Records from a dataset
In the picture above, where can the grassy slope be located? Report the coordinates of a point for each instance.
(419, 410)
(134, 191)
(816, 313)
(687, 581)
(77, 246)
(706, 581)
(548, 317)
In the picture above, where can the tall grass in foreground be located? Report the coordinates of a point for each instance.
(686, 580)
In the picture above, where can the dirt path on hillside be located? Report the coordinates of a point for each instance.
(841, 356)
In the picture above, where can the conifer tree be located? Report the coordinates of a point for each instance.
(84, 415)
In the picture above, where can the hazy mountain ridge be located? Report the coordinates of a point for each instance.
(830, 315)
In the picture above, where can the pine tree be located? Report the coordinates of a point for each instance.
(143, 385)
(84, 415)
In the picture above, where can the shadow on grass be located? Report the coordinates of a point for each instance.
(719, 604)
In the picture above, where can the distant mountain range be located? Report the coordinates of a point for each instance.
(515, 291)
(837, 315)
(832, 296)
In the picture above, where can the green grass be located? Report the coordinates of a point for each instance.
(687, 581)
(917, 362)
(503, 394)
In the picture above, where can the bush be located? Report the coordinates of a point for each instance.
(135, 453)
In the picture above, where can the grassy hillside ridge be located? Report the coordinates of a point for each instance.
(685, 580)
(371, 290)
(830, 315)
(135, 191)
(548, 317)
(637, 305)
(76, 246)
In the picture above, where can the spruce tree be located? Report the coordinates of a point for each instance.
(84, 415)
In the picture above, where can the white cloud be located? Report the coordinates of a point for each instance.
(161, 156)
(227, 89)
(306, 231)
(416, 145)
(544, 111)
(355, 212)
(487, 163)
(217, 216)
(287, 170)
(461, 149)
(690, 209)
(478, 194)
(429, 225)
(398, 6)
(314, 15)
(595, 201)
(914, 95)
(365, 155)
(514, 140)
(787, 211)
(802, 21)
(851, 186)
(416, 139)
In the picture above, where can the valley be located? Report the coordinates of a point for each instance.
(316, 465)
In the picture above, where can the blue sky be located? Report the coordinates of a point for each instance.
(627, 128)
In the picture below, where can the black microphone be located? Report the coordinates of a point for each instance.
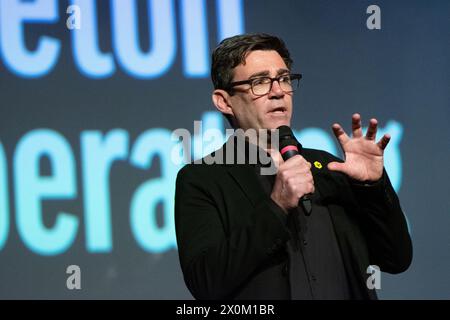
(289, 147)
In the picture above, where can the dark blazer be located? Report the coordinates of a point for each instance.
(231, 242)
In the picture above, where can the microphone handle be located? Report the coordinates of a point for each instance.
(305, 201)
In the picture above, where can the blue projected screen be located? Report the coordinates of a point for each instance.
(92, 91)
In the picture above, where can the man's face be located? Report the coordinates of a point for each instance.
(261, 112)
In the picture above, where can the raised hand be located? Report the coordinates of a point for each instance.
(363, 156)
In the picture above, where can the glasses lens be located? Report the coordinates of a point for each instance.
(261, 86)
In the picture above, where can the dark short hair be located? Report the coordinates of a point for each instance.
(234, 50)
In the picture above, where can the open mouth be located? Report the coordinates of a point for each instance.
(279, 110)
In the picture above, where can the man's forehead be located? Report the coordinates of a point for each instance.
(261, 63)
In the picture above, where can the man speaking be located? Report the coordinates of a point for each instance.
(246, 235)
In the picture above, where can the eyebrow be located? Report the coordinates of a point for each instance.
(266, 73)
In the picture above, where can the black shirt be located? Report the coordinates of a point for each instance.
(316, 269)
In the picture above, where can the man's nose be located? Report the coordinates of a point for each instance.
(276, 91)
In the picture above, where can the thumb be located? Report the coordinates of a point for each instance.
(276, 157)
(336, 166)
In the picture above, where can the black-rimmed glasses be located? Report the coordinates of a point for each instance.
(262, 85)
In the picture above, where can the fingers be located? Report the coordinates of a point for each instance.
(340, 133)
(336, 166)
(356, 125)
(297, 163)
(384, 141)
(372, 129)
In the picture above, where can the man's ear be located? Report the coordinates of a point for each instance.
(221, 100)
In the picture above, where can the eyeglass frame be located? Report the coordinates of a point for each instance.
(295, 76)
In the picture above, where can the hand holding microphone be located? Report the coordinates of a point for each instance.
(294, 182)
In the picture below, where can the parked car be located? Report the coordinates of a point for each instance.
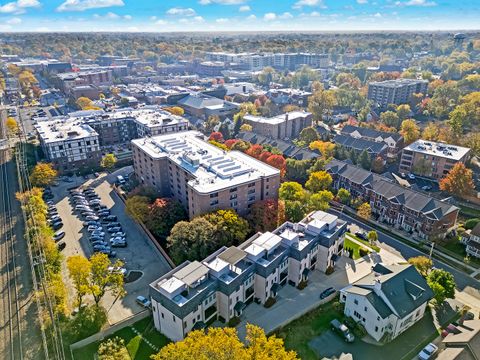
(342, 329)
(59, 235)
(428, 352)
(327, 292)
(143, 301)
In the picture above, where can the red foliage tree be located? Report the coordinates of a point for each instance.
(216, 136)
(255, 151)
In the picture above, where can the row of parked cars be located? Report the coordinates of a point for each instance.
(98, 221)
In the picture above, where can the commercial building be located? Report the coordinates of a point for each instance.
(69, 144)
(394, 141)
(431, 159)
(202, 177)
(288, 125)
(195, 294)
(402, 208)
(395, 91)
(388, 301)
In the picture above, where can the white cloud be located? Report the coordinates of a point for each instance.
(82, 5)
(221, 2)
(301, 3)
(285, 15)
(14, 21)
(181, 12)
(18, 7)
(270, 16)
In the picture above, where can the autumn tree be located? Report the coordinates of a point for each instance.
(43, 175)
(364, 211)
(108, 161)
(422, 263)
(318, 181)
(459, 181)
(224, 343)
(79, 271)
(410, 131)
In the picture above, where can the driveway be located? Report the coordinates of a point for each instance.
(140, 254)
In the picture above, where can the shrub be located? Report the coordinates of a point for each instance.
(234, 321)
(270, 302)
(470, 223)
(302, 285)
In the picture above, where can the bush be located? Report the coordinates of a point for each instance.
(234, 321)
(270, 301)
(470, 223)
(302, 285)
(329, 270)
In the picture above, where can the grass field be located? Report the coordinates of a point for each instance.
(299, 332)
(136, 346)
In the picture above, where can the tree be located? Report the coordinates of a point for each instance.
(364, 211)
(192, 240)
(459, 181)
(318, 181)
(410, 131)
(403, 111)
(12, 126)
(344, 196)
(79, 271)
(230, 229)
(103, 279)
(390, 119)
(43, 175)
(321, 103)
(291, 191)
(267, 215)
(224, 343)
(372, 236)
(163, 214)
(442, 284)
(422, 264)
(108, 161)
(113, 349)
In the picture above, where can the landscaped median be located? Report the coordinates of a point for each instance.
(141, 340)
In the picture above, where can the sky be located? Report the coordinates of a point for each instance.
(238, 15)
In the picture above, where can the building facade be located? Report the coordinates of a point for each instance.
(431, 159)
(285, 126)
(402, 208)
(202, 177)
(195, 294)
(395, 91)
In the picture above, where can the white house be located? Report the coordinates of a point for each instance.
(388, 301)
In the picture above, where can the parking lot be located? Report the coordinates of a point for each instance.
(140, 254)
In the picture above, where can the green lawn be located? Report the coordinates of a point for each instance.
(137, 348)
(299, 332)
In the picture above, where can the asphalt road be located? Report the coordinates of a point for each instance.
(462, 280)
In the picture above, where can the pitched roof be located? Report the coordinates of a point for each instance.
(430, 207)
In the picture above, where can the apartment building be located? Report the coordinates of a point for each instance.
(394, 141)
(202, 177)
(288, 125)
(69, 144)
(395, 91)
(431, 159)
(388, 301)
(402, 208)
(195, 294)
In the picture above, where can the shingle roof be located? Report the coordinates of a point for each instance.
(430, 207)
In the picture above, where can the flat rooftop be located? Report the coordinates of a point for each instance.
(63, 130)
(277, 119)
(447, 151)
(212, 168)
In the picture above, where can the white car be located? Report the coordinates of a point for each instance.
(428, 352)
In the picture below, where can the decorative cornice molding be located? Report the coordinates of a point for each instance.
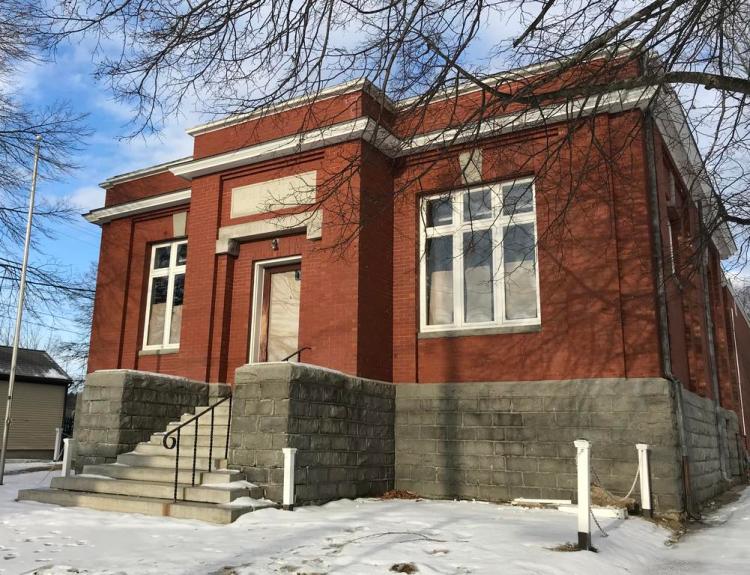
(104, 215)
(346, 88)
(142, 173)
(368, 130)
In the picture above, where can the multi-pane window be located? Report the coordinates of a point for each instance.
(166, 288)
(479, 264)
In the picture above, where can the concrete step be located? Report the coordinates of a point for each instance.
(163, 474)
(203, 429)
(205, 419)
(168, 461)
(210, 512)
(219, 409)
(186, 450)
(189, 440)
(152, 489)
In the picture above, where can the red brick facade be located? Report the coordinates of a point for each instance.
(359, 309)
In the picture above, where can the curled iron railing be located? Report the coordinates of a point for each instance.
(298, 353)
(172, 438)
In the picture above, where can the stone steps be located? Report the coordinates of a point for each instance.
(142, 481)
(203, 429)
(186, 450)
(162, 474)
(189, 440)
(219, 418)
(210, 512)
(185, 492)
(186, 460)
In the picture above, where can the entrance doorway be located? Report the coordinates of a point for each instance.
(275, 334)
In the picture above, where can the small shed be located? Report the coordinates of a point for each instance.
(38, 402)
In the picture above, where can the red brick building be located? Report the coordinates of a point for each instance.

**What you are asked to do**
Which lines run from the one containing "In the picture above, where can the small" to the final line of the entries? Return those lines exactly, and only those.

**Reply**
In the picture above, where can the small shed be located? Report the coordinates of a point for each instance.
(38, 402)
In the picture above, where can the red brick building be located? Report the coordinates of a point for each instance.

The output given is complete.